**GIVEN TEXT**:
'''

# Gelling or Not Gelling



## islandgirl88 (Apr 26, 2012)

Can someone please help me understand why you may want to gel your batch and why you may not want to?

I guess i don't understand the difference in the end result. 

The CP soap class i took didnt actually go over gelling (which kind of annoyed me). I didnt even find out about it until i started reading more about CP process online. 

But i still can't figure out when you would want to gel or not gel. 

Thanks!


----------



## FOhoarder (Apr 26, 2012)

Here's a great video to watch.....

[ame="http://www.youtube.com/watch?v=hHD7aC4t75w"]http://www.youtube.com/watch?v=hHD7aC4t75w[/ame]

In fact she has ALL great videos so check them out!


----------



## new12soap (Apr 26, 2012)

Hopefully someone with more experience and a broader knowledge base will come along soon, but in the meantime I will share what little I know...

Gel phase is what happens when the chemical reaction of the saponification process reaches a certain temperature, and the soap takes on the appearance of vaseline. It's all part of the lye interacting with the fat to create soap. That's why you sometimes insulate CP soap, to help the temperature bring the soap to gel, or you sometimes put it in the oven. I hot process in the crockpot, so I force my soap through the gel phase to completely saponify it before I pour it into molds.

The problem with the gel phase with certain soaps is the temperature. If you are making a soap higher in sugars, like a milk soap or a beer soap, or something with honey, the higher temps can carmelize or even burn the sugars, making the soap a darker color, changing the scent, or even potentially scorching the soap. In that case you may not want your soap to gel, so you would pop it in the fridge or freezer to cool the temperature and drastically slow down the initial saponification process. Your soap will still "cure" and fully saponify, it may just take a little longer.

'''

**ITEMS**:

'''

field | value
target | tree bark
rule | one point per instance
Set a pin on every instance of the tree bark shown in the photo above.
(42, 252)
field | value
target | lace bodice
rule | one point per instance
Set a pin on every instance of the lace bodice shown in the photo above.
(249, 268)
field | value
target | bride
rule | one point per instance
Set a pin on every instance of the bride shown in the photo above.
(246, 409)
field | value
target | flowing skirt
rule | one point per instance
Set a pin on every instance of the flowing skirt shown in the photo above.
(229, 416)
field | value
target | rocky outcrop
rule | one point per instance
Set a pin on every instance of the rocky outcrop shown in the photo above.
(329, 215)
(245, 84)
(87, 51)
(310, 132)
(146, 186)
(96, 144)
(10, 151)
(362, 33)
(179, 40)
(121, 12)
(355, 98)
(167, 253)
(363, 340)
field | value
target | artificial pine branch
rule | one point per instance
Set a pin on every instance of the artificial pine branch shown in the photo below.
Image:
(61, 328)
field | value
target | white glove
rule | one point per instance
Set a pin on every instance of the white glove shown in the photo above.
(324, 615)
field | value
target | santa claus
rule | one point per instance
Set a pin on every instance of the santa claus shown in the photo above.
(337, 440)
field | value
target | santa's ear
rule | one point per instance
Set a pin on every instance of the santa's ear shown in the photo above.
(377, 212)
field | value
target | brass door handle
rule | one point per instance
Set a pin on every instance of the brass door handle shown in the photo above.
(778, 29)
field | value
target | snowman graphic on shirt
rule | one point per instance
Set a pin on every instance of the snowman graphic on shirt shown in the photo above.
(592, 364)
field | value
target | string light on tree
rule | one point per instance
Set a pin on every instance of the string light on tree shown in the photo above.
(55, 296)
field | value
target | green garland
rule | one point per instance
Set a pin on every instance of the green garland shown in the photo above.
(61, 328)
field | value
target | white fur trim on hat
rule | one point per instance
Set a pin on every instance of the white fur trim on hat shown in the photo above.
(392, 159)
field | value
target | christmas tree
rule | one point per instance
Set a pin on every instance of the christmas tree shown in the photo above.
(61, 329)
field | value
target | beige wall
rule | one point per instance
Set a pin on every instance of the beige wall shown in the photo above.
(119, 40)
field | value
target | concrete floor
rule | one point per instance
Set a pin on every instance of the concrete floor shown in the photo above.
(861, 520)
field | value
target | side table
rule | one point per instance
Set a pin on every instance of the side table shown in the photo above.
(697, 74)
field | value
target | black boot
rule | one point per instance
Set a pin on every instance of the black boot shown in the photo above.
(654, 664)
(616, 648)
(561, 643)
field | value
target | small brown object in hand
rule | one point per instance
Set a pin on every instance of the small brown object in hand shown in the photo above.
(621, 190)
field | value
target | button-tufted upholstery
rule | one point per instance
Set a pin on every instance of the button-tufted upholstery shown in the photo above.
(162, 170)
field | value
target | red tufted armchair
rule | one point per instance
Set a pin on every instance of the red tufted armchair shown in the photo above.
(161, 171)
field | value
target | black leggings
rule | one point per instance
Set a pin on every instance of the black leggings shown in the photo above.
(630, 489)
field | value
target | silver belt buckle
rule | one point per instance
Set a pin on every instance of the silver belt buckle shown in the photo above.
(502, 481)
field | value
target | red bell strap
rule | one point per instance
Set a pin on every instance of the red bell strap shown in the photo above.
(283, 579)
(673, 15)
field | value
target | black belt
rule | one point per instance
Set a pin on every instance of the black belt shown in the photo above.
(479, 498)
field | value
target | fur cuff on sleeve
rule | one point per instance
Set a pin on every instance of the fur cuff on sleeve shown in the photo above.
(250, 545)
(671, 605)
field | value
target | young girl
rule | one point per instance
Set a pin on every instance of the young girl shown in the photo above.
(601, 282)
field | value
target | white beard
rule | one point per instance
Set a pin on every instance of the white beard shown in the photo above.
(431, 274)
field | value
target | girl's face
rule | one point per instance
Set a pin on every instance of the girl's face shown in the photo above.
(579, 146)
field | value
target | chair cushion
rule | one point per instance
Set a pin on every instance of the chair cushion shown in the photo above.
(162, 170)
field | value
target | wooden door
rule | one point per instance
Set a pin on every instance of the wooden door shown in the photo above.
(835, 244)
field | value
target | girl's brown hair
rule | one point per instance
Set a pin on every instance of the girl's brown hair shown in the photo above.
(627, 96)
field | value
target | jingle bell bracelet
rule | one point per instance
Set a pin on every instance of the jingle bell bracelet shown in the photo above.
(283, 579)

'''
'''

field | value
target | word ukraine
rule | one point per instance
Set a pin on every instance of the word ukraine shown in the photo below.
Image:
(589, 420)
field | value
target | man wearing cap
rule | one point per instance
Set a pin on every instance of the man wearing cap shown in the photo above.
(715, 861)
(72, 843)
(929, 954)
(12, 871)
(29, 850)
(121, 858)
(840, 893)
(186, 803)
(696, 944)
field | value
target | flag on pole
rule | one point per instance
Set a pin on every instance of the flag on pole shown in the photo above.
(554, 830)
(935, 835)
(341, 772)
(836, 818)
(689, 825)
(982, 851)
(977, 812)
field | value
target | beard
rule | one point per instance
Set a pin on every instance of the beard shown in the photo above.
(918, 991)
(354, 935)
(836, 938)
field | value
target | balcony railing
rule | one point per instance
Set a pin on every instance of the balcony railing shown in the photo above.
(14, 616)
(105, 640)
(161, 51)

'''

**EXERCISE INSTRUCTIONS**:
[A] In the forum thread on gelling soap, what does soap look like when it is in gel phase?
[B] Carry the forum thread on gelling soap forward from its last post.

**ANSWERS**:
[A] It takes on the appearance of vaseline.

[B]
I am sure there are other reasons, too, but that is my basic understanding of the gel phase.

ETA: Oops! Sorry FOHoarder, I thought I was the first responder. See? Someone else more knowledgeable came along


----------



## islandgirl88 (Apr 26, 2012)

Thank you both! I watched the video and that helped a little. I want a creamier look to my bars, so i'm guessing that i should probably not gel my soap then?

The ones we did in class i am pretty sure didn't gel and they are crumbly now. I'm scared of that happening again if it doesn't gel. I am making larger batches now. The one from class was 1 lb i'm doing 2.5 lb now. should that make a difference?


----------



## Genny (Apr 26, 2012)

I gel some of my soaps and try to stop gel in some others.  But I've never had any of my non gelled soaps be crumbly.

As far as the 1 lb vs 2.5 lb batches go.  With a 1 lb batch there's greater room for weighing error in a lb batch.  Which means it's easier to make your soap lye heavy with a 1 lb batch.  

Also, the creamy look to your soaps will depend on the oils/butters used.

I find that it's not as easy as it sounds to prevent gelling.  Some recipes or fo's will gel no matter what you do, even if it's just a partial gel.


----------



## youreapima2 (Apr 26, 2012)

FOhoarder said:
			
		

> Here's a great video to watch.....
> 
> http://www.youtube.com/watch?v=hHD7aC4t75w
> 
> In fact she has ALL great videos so check them out!



Thanks FOhoarder she also had a great video on whipping soap! I always wanted to learn to make that, and tried on my own and failed!


----------



## islandgirl88 (Apr 26, 2012)

Well the ingredients in the soap we made for our class were measured (volume) rather than weighed. So i could see how those could be lye heavy anyway. 

This is the only game in town as far as soap supplies and classes. I have lost a lot of faith in them.


----------



## Genny (Apr 26, 2012)

islandgirl88 said:
			
		

> Well the ingredients in the soap we made for our class were measured (volume) rather than weighed. So i could see how those could be lye heavy anyway.
> 
> This is the only game in town as far as soap supplies and classes. I have lost a lot of faith in them.



Yikes! Yeah, they really should be weighed for more accuracy.


----------



## IrishLass (Apr 26, 2012)

I mostly gel, but in the few batches I've done that did not gel, the resulting soap has always been as soft as cream cheese upon unmolding and quite crumbly if cut too soon. For this reason, it's best to wait 48 hours or so before unmolding and cutting it, or you can stick it in the freezer or fridge to firm up a bit first.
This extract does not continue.